CONSIGNE A:
Répondez aux questions suivantes sur l'extrait consacré à la chaleur aux Mondiaux de Budapest :
(i) Selon la légende de la photo, de quelle finale Zhaozhao Wang disputait-il ?
(ii) Chez quels athlètes la chaleur épuise-t-elle les organismes ?
(iii) À quelle heure la finale du 100 m hommes est-elle programmée ?
CONSIGNE B:
Poursuivez l'extrait consacré à la chaleur aux Mondiaux de Budapest en reprenant après sa dernière phrase.

EXTRAIT:
»»

Article rédigé par Anaïs Brosseau, franceinfo: sport - De notre envoyée spéciale à Budapest
France Télévisions - Rédaction Sport
Publié Mis à jour
Temps de lecture : 4 min
Le Chinois Zhaozhao Wang lors de la finale de la marche athlétique 20 km des championnats du monde d'athlétisme, à Budapest (Hongrie), le 19 août 2023. (MAXPPP)
Le mercure dépassera les 30°C à Budapest lors des finales du 100 m et du 10 000 m, prévues dimanche en fin d'après-midi. Si la chaleur convient aux efforts explosifs, elle épuise les organismes des coureurs de fond.

Plus de 30°C à l'ombre, pas loin des 40°C ressentis au soleil sur le tartan. La deuxième session d'après-midi des Mondiaux d'athlétisme à Budapest (Hongrie), dimanche 20 août, s'annonce brûlante. L'ultime finale de la journée, le 100 m hommes, est programmée à 19h10, juste après celle du 10 000 m hommes. D'une des courses les plus longues à la plus courte, la chaleur est diversement accueillie par ses acteurs : amie des sprinteurs, honnie des fondeurs.

««

DONNÉES FOURNIES:
»»

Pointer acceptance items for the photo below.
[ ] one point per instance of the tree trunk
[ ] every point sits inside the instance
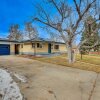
(71, 54)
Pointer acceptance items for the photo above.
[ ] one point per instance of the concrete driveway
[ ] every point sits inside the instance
(53, 82)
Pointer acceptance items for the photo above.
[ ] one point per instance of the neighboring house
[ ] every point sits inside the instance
(35, 46)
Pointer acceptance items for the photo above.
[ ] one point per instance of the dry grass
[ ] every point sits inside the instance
(90, 63)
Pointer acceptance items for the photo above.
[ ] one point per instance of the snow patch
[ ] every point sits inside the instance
(21, 78)
(9, 89)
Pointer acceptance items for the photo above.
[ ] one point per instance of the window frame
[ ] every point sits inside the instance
(56, 46)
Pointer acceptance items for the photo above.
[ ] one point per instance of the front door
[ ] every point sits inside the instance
(49, 48)
(16, 48)
(4, 49)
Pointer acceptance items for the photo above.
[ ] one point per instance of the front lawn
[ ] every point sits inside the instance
(90, 63)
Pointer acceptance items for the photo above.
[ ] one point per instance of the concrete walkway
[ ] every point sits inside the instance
(53, 82)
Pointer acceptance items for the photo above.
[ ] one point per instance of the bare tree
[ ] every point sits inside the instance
(31, 32)
(15, 33)
(67, 20)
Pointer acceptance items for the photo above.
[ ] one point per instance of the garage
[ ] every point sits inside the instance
(4, 49)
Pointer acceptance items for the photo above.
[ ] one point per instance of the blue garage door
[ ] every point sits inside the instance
(4, 49)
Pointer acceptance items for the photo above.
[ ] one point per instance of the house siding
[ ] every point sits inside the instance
(27, 48)
(12, 46)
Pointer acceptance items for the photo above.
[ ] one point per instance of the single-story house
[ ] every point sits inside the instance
(34, 46)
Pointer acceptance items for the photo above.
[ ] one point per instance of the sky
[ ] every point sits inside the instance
(17, 12)
(14, 12)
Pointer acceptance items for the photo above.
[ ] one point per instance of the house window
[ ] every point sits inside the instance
(21, 45)
(51, 46)
(56, 47)
(33, 45)
(39, 45)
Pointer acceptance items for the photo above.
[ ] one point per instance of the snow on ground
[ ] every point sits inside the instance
(21, 78)
(9, 89)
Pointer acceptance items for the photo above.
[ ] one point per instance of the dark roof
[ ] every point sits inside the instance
(7, 40)
(42, 40)
(32, 40)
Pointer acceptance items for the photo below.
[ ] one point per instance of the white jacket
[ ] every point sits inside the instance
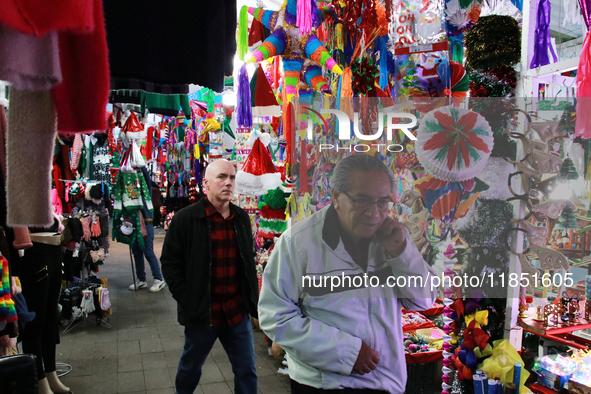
(322, 335)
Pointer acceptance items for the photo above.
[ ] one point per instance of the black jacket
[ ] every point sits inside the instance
(186, 264)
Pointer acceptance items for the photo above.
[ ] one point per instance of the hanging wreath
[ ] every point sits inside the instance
(454, 144)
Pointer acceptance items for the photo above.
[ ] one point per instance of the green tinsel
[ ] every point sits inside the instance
(275, 199)
(494, 41)
(277, 226)
(499, 115)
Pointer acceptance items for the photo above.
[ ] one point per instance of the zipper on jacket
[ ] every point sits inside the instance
(374, 336)
(244, 261)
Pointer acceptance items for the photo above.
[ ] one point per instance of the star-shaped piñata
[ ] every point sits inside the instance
(300, 51)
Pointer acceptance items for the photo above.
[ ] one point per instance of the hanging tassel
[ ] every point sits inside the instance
(583, 122)
(242, 38)
(304, 16)
(314, 13)
(346, 83)
(383, 62)
(244, 109)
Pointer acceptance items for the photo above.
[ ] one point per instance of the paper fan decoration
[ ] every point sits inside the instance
(262, 98)
(258, 175)
(460, 82)
(454, 144)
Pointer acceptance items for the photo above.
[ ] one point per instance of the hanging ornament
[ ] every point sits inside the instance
(243, 109)
(542, 38)
(295, 47)
(449, 201)
(258, 175)
(567, 171)
(567, 220)
(459, 82)
(454, 144)
(447, 327)
(493, 42)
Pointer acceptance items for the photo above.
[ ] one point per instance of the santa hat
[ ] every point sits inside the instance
(258, 175)
(273, 220)
(262, 97)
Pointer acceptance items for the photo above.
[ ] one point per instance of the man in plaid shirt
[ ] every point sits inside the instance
(208, 263)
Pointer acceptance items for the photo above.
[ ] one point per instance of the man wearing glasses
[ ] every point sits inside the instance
(340, 330)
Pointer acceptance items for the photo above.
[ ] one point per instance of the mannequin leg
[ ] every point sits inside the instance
(51, 332)
(41, 291)
(44, 387)
(35, 292)
(55, 384)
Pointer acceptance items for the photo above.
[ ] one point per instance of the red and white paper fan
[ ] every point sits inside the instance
(258, 175)
(454, 144)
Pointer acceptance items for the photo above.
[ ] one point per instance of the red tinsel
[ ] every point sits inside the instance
(364, 73)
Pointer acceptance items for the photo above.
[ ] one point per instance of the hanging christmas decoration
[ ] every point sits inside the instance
(453, 144)
(244, 109)
(493, 42)
(459, 82)
(449, 201)
(262, 98)
(583, 124)
(273, 218)
(542, 38)
(496, 82)
(567, 220)
(567, 171)
(450, 320)
(258, 175)
(293, 45)
(461, 19)
(364, 73)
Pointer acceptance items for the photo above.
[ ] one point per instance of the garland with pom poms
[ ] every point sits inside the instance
(364, 73)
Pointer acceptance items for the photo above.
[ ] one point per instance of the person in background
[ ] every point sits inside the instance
(157, 203)
(347, 336)
(208, 263)
(147, 251)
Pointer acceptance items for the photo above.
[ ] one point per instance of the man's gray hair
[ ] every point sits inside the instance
(341, 181)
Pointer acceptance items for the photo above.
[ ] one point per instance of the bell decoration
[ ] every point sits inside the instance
(567, 171)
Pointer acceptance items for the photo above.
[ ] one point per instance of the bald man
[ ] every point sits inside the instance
(208, 262)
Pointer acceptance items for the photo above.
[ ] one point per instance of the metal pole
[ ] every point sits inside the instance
(132, 269)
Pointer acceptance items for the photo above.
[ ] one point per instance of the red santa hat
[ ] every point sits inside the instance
(263, 100)
(258, 175)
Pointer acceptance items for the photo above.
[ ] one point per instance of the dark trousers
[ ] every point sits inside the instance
(41, 279)
(298, 388)
(238, 344)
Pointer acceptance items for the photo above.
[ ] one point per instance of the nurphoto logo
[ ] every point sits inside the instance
(344, 130)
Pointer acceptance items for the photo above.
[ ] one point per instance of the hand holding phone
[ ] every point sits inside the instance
(392, 236)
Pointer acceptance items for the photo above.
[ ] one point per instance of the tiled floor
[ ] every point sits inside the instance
(140, 353)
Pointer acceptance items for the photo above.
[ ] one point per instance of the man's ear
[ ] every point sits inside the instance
(335, 197)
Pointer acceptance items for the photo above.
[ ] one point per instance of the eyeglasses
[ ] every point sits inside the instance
(364, 204)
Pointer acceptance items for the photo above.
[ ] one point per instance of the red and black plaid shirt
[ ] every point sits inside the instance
(227, 305)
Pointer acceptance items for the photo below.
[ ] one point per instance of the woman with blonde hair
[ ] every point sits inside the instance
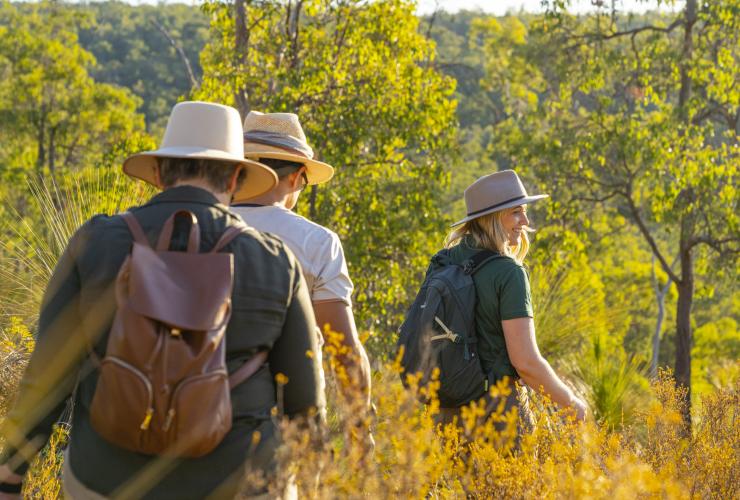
(497, 220)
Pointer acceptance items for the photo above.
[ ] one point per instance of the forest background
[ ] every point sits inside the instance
(630, 122)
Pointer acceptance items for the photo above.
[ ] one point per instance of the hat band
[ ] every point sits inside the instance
(470, 214)
(281, 141)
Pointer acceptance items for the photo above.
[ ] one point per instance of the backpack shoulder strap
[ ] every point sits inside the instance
(228, 235)
(478, 260)
(247, 369)
(135, 228)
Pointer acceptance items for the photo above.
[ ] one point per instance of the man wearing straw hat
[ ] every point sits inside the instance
(278, 141)
(200, 167)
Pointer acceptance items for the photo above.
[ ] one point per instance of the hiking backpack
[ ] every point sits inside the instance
(439, 331)
(163, 387)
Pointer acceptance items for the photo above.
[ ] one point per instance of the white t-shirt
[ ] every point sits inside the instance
(317, 248)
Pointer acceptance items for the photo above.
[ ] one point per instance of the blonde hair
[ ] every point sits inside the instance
(487, 231)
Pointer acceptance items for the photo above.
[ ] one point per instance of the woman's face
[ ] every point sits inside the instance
(513, 222)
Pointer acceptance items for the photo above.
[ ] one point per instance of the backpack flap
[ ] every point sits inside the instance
(188, 291)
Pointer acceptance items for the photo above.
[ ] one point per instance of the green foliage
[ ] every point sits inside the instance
(55, 212)
(360, 77)
(133, 52)
(53, 114)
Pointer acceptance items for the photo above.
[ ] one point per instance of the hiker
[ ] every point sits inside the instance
(278, 141)
(504, 326)
(252, 277)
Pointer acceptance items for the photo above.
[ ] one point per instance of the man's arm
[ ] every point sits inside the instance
(336, 315)
(52, 370)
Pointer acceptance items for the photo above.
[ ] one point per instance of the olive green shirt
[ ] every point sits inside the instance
(502, 290)
(271, 309)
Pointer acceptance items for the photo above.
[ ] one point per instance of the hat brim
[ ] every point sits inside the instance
(260, 178)
(317, 172)
(521, 201)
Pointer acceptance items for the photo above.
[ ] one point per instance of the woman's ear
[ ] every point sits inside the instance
(297, 178)
(158, 177)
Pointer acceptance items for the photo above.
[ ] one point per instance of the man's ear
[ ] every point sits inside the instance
(297, 178)
(234, 178)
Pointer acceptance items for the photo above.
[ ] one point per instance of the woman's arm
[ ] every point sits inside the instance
(534, 370)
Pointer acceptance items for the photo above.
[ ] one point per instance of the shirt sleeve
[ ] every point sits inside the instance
(332, 280)
(515, 299)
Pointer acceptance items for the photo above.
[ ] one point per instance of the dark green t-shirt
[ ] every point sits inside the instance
(502, 289)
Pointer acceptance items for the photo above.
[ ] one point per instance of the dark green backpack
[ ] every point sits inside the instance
(439, 330)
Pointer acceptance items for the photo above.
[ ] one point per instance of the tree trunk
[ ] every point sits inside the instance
(684, 338)
(660, 295)
(241, 54)
(686, 286)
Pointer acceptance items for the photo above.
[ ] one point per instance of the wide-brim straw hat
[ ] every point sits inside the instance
(208, 131)
(495, 192)
(280, 136)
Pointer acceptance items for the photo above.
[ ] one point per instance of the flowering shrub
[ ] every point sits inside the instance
(412, 457)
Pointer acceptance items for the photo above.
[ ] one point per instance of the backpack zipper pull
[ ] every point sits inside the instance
(147, 419)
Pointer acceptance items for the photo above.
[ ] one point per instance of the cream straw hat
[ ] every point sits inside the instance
(206, 131)
(280, 136)
(495, 192)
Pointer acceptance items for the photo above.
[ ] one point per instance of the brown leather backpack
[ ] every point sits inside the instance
(163, 385)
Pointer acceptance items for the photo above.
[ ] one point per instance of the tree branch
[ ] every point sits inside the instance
(712, 242)
(601, 36)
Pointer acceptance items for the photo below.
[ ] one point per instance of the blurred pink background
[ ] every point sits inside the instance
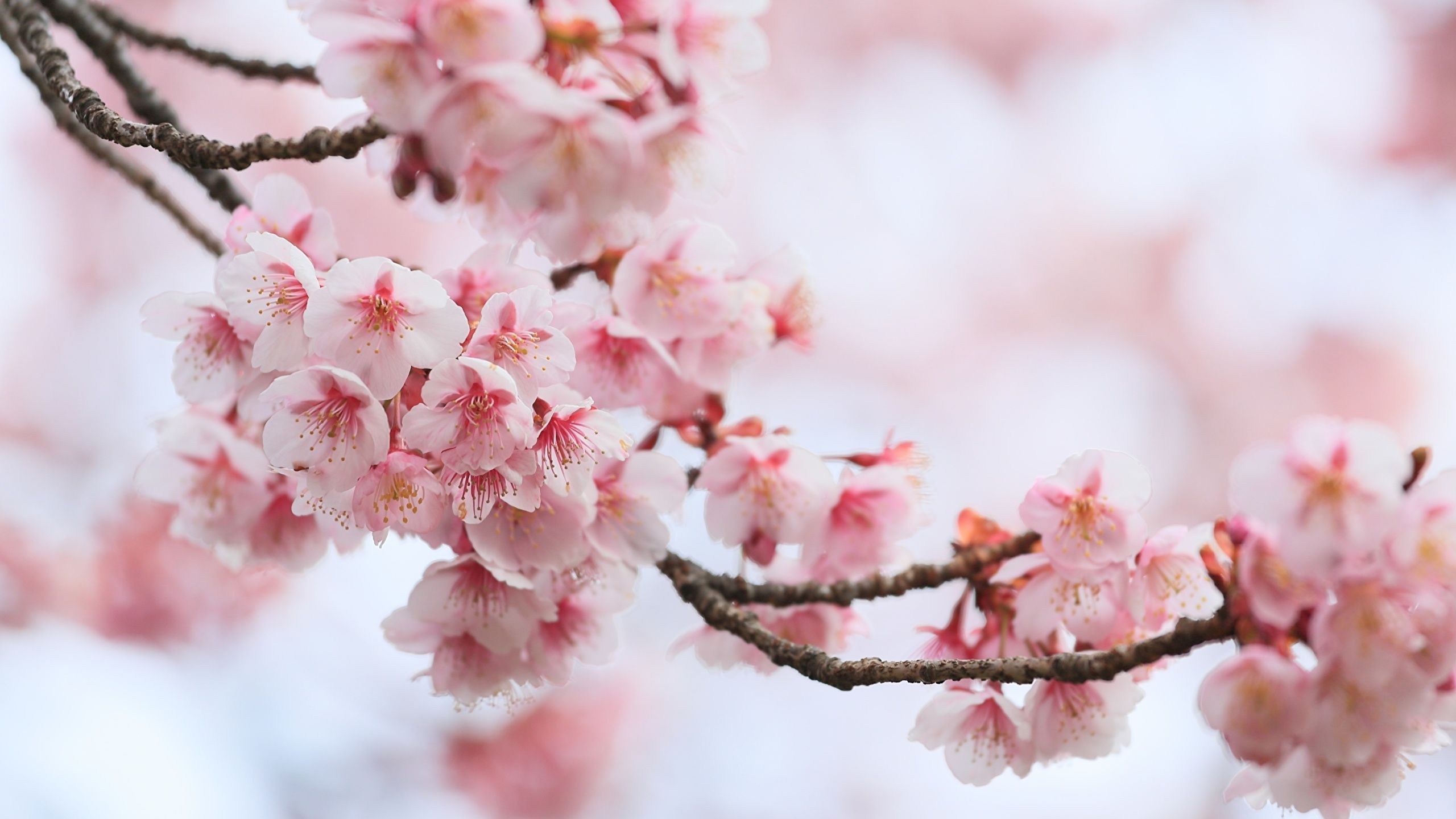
(1036, 226)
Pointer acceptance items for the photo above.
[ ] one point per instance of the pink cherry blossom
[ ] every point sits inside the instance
(573, 437)
(491, 115)
(686, 155)
(1090, 607)
(1275, 594)
(632, 496)
(465, 32)
(461, 665)
(217, 480)
(1259, 700)
(551, 537)
(378, 320)
(378, 60)
(618, 365)
(1424, 541)
(1087, 721)
(465, 597)
(518, 334)
(286, 538)
(1305, 783)
(1171, 581)
(710, 362)
(676, 286)
(329, 428)
(212, 359)
(484, 274)
(584, 627)
(711, 42)
(471, 417)
(282, 208)
(270, 288)
(765, 490)
(1331, 490)
(475, 494)
(983, 734)
(551, 761)
(399, 491)
(791, 302)
(1351, 722)
(875, 509)
(1088, 512)
(1369, 630)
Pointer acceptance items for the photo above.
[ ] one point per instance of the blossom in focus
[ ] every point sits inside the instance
(983, 734)
(518, 333)
(465, 32)
(1171, 581)
(551, 537)
(471, 416)
(676, 286)
(618, 365)
(217, 480)
(763, 491)
(1088, 512)
(573, 437)
(1087, 721)
(329, 429)
(270, 288)
(401, 493)
(212, 359)
(632, 496)
(378, 320)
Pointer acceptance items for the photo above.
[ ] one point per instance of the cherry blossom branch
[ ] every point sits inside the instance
(101, 151)
(162, 42)
(108, 47)
(695, 586)
(966, 564)
(193, 151)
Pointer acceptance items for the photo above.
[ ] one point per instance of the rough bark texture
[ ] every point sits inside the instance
(193, 151)
(695, 586)
(142, 97)
(970, 561)
(101, 151)
(160, 42)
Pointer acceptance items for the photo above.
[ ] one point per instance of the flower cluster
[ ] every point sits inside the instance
(1340, 573)
(1347, 598)
(1098, 582)
(763, 493)
(334, 397)
(567, 121)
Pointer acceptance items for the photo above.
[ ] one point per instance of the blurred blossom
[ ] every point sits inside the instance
(1036, 228)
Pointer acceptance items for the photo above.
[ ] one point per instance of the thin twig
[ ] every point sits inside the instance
(695, 588)
(564, 276)
(214, 57)
(110, 48)
(101, 151)
(193, 151)
(967, 563)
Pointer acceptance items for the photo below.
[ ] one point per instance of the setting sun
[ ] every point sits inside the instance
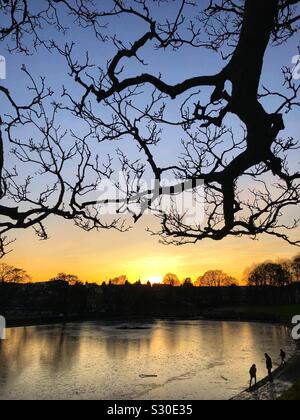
(156, 279)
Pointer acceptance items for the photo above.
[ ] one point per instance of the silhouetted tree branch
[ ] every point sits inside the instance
(242, 31)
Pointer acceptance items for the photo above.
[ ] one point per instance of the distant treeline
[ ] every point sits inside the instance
(269, 273)
(64, 301)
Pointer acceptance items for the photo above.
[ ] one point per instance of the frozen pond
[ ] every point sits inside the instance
(155, 360)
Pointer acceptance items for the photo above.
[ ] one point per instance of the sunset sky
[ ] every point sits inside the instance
(97, 257)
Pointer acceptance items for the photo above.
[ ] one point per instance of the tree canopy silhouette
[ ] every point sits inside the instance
(171, 280)
(10, 274)
(215, 278)
(269, 274)
(241, 31)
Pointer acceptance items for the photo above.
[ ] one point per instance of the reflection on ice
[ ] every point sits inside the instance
(158, 360)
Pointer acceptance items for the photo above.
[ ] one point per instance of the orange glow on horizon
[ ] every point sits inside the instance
(156, 279)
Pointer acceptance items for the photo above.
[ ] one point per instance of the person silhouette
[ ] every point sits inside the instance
(282, 356)
(253, 375)
(269, 366)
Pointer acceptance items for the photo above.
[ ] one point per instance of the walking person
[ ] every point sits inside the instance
(282, 356)
(269, 366)
(253, 375)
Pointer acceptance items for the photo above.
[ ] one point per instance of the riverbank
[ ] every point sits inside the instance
(286, 377)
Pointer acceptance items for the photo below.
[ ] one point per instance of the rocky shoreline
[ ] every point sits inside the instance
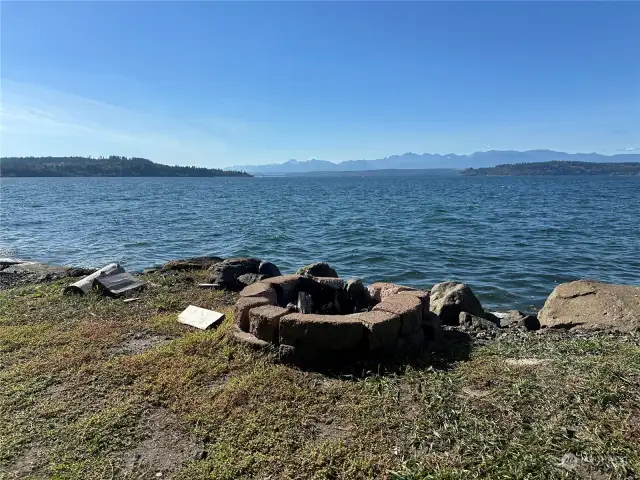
(574, 306)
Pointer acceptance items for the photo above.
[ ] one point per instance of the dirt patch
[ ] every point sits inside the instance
(139, 343)
(526, 362)
(476, 393)
(26, 465)
(165, 447)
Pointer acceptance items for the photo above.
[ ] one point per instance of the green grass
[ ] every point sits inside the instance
(96, 388)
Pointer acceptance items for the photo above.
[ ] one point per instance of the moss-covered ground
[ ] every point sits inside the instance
(96, 388)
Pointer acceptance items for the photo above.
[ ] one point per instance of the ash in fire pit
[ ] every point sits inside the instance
(320, 319)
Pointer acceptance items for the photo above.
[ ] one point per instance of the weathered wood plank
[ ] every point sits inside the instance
(201, 318)
(84, 285)
(116, 285)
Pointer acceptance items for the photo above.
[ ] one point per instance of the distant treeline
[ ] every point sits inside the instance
(112, 166)
(558, 168)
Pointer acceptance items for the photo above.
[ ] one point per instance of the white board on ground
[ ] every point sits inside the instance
(200, 317)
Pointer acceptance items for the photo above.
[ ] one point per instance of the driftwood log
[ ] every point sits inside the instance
(84, 286)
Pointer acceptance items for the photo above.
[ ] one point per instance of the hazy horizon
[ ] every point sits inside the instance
(221, 84)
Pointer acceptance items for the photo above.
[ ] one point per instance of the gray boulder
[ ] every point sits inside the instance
(226, 273)
(592, 305)
(250, 278)
(269, 270)
(318, 269)
(358, 294)
(448, 299)
(515, 318)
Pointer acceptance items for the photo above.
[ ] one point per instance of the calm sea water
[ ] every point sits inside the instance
(511, 238)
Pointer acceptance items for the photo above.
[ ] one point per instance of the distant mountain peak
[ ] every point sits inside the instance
(415, 161)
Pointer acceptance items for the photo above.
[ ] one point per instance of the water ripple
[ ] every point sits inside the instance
(511, 239)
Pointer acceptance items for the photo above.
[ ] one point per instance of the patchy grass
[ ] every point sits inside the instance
(96, 388)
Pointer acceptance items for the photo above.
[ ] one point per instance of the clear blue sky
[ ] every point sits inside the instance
(218, 84)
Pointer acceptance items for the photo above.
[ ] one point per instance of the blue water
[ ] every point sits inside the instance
(511, 238)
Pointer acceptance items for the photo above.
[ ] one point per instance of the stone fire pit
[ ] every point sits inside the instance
(322, 320)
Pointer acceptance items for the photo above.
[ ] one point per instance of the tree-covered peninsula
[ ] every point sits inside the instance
(113, 166)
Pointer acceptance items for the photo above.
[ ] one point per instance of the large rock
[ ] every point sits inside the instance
(260, 290)
(381, 329)
(318, 269)
(448, 299)
(243, 307)
(590, 305)
(264, 322)
(324, 332)
(381, 290)
(286, 286)
(226, 273)
(358, 295)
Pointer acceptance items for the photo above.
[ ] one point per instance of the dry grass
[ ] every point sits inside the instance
(94, 388)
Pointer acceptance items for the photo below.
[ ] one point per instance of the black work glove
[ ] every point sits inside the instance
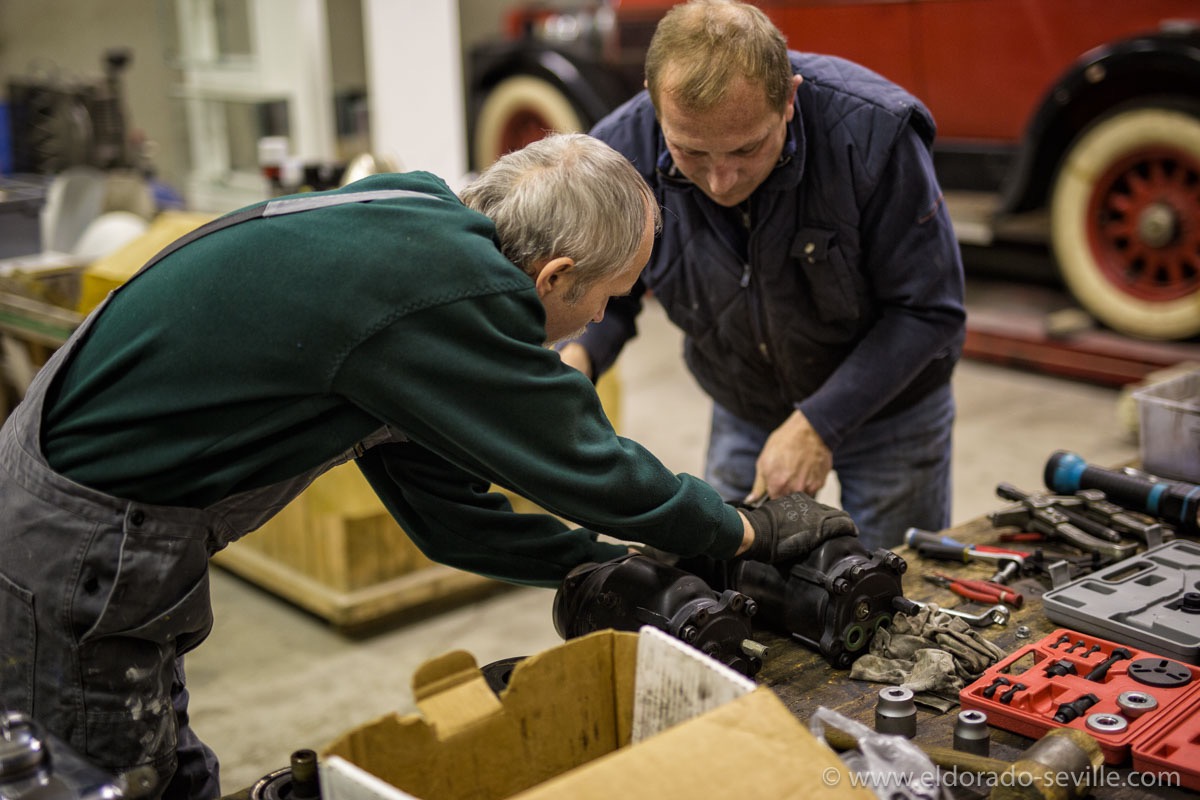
(790, 528)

««

RÉPONSE ATTENDUE A:
(i) La finale de la marche athlétique 20 km.
(ii) Chez les coureurs de fond.
(iii) À 19h10.

RÉPONSE ATTENDUE B:
"En plus de la piste qui répond très bien, avec la chaleur, ce sont des conditions parfaites", souriait vendredi matin le sprinteur tricolore Mouhamadou Fall, après ses premières foulées dans le stade national hongrois flambant neuf. Son compatriote Yann Schrub, engagé sur le 10 000 m, préférait lui ne pas y penser : "Je sais que ça va être dur. Certains corps acceptent plus que d'autres ces températures. Je veux juste finir la course en étant allé au bout du bout. Après, j'espère juste que ça ne va pas partir trop vite avec la chaleur".

"Toutes les meilleures performances sur marathon ont été réalisées entre 10 et 15°C, contre 20 à 25°C pour le 100 m", souligne Hugo Maciejewski, en charge, avec Bertrand Valcin, de la cellule d'optimisation de la performance au sein de la Fédération française d'athlétisme.

 "Sur les efforts à durée courte, la chaleur va agir comme de l’huile sur un moteur. Elle va fluidifier les qualités visco-élastiques du muscle et permettre une meilleure vitesse d’exécution, de rapidité de contraction." 

Antoine Bureau, médecin des équipes de France d'athlétisme.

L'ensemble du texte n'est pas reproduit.